[start of DATASET EXTRACT]

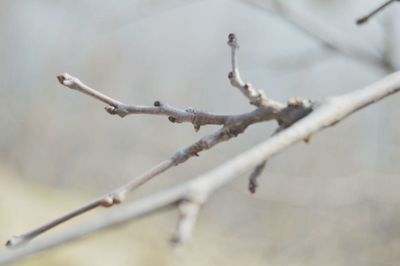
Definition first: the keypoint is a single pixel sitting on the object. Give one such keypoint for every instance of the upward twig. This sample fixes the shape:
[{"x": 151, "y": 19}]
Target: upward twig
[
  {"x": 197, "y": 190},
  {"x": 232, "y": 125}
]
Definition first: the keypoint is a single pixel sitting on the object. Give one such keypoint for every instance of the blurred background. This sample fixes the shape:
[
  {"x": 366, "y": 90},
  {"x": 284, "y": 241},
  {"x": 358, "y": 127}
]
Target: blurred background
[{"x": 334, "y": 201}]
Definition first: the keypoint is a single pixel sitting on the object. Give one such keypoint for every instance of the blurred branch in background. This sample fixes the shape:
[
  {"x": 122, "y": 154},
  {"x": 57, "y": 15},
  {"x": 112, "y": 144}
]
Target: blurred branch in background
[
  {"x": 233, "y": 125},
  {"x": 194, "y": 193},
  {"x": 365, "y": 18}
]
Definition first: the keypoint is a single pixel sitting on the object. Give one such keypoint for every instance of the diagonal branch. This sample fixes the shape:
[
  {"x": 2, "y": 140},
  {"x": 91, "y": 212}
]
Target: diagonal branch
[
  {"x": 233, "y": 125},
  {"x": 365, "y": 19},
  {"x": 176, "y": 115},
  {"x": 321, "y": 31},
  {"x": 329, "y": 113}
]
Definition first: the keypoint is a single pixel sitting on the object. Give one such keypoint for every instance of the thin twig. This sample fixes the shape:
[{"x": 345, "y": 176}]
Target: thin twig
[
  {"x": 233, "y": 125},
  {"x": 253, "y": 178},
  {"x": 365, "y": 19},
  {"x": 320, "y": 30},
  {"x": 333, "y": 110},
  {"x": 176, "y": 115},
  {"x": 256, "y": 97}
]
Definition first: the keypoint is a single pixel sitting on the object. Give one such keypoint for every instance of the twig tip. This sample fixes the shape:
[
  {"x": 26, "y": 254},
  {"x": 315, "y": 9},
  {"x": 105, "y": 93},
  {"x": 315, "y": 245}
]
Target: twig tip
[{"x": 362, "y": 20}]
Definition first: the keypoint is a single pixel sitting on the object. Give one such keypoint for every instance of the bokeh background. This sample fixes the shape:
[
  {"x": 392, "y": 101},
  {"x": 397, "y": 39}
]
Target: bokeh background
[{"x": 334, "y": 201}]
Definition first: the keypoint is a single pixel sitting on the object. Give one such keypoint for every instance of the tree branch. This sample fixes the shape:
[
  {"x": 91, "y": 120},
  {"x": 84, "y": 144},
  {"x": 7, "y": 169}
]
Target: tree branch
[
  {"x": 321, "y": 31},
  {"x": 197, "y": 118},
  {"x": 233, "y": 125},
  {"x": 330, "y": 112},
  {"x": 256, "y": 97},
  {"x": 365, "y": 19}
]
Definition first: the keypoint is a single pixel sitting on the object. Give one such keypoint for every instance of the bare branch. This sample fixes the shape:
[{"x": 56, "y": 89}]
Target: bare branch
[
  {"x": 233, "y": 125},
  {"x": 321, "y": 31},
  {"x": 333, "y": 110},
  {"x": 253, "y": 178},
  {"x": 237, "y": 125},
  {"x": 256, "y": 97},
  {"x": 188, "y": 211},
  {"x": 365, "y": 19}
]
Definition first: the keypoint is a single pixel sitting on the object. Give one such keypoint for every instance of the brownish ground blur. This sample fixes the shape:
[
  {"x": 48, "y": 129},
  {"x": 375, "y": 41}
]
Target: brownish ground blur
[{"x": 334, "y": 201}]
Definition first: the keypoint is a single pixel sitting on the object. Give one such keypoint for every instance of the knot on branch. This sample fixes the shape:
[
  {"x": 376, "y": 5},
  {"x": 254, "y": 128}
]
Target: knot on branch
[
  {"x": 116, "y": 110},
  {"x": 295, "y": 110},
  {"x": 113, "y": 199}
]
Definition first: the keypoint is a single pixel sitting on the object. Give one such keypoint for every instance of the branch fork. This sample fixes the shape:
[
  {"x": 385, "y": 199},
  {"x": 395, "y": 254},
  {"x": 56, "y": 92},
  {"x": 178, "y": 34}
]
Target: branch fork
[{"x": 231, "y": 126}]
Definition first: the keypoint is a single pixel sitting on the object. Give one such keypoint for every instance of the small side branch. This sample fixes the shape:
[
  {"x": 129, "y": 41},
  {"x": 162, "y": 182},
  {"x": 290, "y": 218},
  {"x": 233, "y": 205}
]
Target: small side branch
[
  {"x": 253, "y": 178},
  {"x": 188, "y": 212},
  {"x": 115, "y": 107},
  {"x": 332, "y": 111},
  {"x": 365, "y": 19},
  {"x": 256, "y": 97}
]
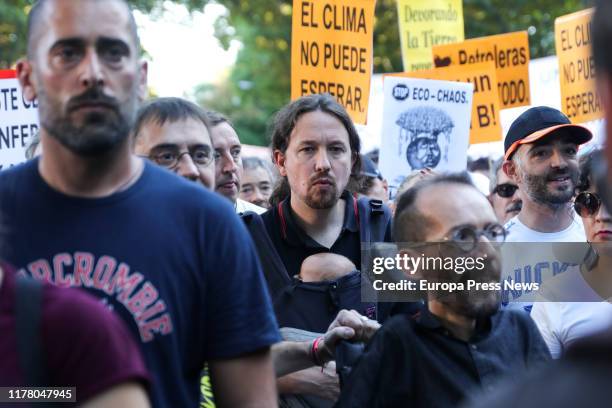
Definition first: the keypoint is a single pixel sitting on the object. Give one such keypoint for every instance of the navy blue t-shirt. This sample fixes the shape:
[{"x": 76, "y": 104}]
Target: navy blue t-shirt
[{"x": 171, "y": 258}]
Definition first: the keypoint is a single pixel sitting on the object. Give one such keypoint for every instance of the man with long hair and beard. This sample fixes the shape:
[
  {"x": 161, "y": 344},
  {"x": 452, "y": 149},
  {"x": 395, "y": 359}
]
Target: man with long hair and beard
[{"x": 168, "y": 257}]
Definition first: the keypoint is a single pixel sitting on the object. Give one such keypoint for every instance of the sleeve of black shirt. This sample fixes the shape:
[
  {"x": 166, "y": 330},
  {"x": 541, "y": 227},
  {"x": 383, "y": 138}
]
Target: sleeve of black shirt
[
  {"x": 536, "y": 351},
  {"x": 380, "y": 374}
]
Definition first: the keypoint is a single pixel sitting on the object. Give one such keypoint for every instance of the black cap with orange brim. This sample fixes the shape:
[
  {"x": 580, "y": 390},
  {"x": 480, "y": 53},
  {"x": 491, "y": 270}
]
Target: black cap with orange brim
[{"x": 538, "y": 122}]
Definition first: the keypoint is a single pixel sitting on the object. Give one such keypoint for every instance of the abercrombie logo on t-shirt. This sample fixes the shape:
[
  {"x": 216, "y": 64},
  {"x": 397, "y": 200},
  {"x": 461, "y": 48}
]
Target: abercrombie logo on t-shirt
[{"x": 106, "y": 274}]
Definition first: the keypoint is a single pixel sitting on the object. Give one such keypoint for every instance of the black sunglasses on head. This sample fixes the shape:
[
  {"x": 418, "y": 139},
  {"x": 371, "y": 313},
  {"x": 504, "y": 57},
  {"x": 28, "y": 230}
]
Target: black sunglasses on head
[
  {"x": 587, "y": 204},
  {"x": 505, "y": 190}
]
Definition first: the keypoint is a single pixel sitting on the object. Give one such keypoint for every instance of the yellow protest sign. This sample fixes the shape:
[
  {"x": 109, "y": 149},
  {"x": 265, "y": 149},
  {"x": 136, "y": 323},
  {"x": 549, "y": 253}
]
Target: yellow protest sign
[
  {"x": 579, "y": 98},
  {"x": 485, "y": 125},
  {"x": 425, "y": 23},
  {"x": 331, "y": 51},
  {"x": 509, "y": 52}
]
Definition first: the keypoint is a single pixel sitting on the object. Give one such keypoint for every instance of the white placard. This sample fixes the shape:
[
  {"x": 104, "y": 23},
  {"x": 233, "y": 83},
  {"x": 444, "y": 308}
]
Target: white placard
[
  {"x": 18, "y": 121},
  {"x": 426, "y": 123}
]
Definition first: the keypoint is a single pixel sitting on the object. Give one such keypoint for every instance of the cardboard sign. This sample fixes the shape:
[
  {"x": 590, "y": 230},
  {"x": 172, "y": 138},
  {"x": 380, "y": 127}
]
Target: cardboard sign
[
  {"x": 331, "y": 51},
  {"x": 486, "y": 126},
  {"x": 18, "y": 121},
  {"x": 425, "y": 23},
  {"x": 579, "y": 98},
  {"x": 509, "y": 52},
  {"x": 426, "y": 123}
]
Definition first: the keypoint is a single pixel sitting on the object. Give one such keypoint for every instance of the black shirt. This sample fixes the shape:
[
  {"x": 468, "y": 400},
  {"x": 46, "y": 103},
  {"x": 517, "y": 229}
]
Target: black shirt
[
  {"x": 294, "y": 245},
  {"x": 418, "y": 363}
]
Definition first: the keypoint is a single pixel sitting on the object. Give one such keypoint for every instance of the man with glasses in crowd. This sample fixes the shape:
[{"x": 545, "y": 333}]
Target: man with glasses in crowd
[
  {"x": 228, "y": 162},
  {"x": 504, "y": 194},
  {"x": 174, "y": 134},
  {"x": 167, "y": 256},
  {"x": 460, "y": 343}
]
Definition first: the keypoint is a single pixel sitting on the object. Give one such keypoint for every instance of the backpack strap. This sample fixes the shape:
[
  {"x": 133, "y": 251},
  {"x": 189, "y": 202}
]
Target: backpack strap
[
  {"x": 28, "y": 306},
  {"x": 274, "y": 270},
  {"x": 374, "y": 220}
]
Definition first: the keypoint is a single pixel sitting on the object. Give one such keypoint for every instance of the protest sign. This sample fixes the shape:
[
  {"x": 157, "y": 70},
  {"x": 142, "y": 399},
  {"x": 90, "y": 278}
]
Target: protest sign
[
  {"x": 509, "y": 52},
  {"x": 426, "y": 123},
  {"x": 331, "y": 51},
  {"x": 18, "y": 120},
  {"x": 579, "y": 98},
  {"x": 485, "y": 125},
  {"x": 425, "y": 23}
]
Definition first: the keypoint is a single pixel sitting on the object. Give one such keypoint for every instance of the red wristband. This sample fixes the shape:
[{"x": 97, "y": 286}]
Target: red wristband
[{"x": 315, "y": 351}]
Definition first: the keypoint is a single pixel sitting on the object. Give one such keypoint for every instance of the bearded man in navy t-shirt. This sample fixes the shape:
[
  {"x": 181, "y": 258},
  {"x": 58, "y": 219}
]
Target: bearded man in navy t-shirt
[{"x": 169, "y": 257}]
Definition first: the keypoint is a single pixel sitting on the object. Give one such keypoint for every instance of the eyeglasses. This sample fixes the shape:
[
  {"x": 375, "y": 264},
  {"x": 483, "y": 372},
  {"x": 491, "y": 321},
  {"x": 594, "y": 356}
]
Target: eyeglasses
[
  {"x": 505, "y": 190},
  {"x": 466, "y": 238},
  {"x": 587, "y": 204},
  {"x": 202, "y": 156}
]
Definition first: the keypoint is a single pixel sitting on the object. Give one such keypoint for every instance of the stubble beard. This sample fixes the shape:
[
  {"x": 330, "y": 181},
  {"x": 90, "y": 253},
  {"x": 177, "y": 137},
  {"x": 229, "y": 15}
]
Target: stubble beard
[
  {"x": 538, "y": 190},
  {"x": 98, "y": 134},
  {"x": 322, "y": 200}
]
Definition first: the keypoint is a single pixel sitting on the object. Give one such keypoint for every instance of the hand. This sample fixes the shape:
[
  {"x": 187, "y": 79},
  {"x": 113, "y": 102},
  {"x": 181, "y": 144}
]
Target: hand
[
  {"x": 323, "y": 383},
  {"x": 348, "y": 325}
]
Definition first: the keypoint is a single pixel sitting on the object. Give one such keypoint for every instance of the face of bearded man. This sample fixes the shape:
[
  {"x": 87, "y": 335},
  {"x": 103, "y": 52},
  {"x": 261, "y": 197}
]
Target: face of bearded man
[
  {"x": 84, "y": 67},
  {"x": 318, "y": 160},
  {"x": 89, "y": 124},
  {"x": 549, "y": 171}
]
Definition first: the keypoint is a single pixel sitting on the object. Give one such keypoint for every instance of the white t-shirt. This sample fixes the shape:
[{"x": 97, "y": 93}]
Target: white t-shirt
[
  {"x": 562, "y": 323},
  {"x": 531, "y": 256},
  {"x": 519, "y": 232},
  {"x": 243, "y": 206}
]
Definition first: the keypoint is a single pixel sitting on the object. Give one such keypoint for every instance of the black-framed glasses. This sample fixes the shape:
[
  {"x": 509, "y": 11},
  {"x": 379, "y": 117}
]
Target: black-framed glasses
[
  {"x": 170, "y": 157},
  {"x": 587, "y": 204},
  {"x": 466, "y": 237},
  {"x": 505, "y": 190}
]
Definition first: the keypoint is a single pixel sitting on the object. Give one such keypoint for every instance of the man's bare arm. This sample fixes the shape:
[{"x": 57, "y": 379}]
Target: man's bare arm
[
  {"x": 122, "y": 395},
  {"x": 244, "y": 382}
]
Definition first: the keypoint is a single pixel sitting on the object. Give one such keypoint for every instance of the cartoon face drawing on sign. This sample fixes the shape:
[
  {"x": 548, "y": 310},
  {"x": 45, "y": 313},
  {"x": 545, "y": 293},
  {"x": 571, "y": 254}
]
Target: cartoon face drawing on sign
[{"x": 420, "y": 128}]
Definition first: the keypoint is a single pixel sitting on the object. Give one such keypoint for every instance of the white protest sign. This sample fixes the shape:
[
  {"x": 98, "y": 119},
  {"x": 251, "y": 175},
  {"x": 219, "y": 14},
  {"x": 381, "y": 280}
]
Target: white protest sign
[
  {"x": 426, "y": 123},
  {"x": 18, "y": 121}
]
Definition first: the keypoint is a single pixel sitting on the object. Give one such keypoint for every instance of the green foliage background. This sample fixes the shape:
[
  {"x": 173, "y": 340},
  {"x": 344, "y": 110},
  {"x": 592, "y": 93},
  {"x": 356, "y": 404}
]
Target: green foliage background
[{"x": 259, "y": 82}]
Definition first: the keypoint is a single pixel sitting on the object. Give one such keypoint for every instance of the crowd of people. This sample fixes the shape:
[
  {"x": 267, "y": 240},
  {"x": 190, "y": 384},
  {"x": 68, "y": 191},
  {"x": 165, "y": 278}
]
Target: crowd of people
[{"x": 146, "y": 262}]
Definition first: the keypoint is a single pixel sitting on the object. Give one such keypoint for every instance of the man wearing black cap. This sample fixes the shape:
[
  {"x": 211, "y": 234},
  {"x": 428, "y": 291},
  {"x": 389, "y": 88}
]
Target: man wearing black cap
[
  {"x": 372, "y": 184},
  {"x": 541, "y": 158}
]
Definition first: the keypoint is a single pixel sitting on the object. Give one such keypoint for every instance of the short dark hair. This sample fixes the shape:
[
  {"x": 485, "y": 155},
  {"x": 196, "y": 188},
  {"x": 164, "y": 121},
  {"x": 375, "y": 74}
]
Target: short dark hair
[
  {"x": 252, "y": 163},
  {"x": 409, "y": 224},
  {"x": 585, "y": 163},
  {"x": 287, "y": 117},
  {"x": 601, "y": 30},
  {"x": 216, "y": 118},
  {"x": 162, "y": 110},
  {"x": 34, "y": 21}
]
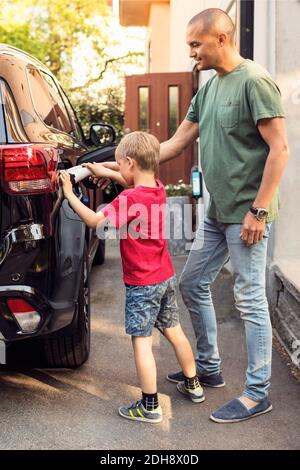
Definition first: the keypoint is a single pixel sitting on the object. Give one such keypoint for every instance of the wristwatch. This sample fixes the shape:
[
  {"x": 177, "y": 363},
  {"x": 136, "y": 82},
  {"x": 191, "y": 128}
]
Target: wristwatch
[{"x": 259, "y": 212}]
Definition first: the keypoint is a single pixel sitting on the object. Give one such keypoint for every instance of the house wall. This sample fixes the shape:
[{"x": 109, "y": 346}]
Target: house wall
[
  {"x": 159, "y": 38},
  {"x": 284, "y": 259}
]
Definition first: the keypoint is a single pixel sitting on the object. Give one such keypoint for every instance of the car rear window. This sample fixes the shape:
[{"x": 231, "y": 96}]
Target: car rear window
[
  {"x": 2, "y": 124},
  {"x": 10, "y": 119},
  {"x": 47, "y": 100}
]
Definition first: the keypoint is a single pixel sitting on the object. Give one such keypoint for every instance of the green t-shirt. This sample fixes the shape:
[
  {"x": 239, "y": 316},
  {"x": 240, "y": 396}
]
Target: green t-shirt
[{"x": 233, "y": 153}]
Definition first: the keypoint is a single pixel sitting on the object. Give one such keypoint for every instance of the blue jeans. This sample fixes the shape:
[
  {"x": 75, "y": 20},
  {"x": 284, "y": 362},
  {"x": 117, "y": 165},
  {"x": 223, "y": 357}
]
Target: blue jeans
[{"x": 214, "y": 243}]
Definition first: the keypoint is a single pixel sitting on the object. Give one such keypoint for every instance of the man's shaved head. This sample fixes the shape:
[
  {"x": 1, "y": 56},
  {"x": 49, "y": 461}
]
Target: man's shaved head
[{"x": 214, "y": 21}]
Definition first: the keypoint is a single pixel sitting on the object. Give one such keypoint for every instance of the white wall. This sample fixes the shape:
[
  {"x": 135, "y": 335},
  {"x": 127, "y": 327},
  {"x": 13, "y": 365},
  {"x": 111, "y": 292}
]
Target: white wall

[end of DATASET EXTRACT]

→ TASK
Copy out the material above word for word, from the line containing "the man's shaved" through the final line of the material, both included.

→ CORRECT ANSWER
Definition first: the keypoint is a single pixel sitting on the object. Give one such keypoint for every instance of the man's shaved head. This sample fixes the shape:
[
  {"x": 1, "y": 56},
  {"x": 49, "y": 461}
]
Target: man's shaved head
[{"x": 214, "y": 21}]
Definition first: the keypoint is a single pixel sitting on the object. Give one such keypoint for every instance of the white wall. This sample fixes the shape:
[
  {"x": 135, "y": 335},
  {"x": 127, "y": 327},
  {"x": 13, "y": 365},
  {"x": 111, "y": 292}
]
Target: white wall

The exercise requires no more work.